───── The data

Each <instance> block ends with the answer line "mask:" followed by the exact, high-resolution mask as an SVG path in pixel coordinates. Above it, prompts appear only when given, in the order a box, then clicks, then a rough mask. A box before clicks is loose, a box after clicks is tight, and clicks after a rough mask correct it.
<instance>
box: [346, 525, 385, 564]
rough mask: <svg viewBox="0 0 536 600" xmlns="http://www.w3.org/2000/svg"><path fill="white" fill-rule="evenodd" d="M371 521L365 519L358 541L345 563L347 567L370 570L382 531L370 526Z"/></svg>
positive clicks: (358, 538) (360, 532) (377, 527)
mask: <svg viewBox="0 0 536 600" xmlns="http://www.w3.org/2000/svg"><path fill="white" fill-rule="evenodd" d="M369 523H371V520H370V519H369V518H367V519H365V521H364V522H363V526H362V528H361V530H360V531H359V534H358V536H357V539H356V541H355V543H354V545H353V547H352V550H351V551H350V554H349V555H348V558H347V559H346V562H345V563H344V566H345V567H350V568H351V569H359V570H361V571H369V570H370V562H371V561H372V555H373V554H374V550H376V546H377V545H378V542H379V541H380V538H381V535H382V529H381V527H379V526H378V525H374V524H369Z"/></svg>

──────────

_Exercise objective_. Every line above with the word "instance" belongs in the answer, copied as written.

_Task answer_.
Each <instance> block ends with the answer line "mask:" followed by the exact, high-resolution mask as an SVG path in pixel coordinates. Above it, prompts appear only when given, in the order a box, then clicks, then a rough mask. A box before clicks is loose, a box after clicks is tight, and clicks after a rough mask correct it.
<instance>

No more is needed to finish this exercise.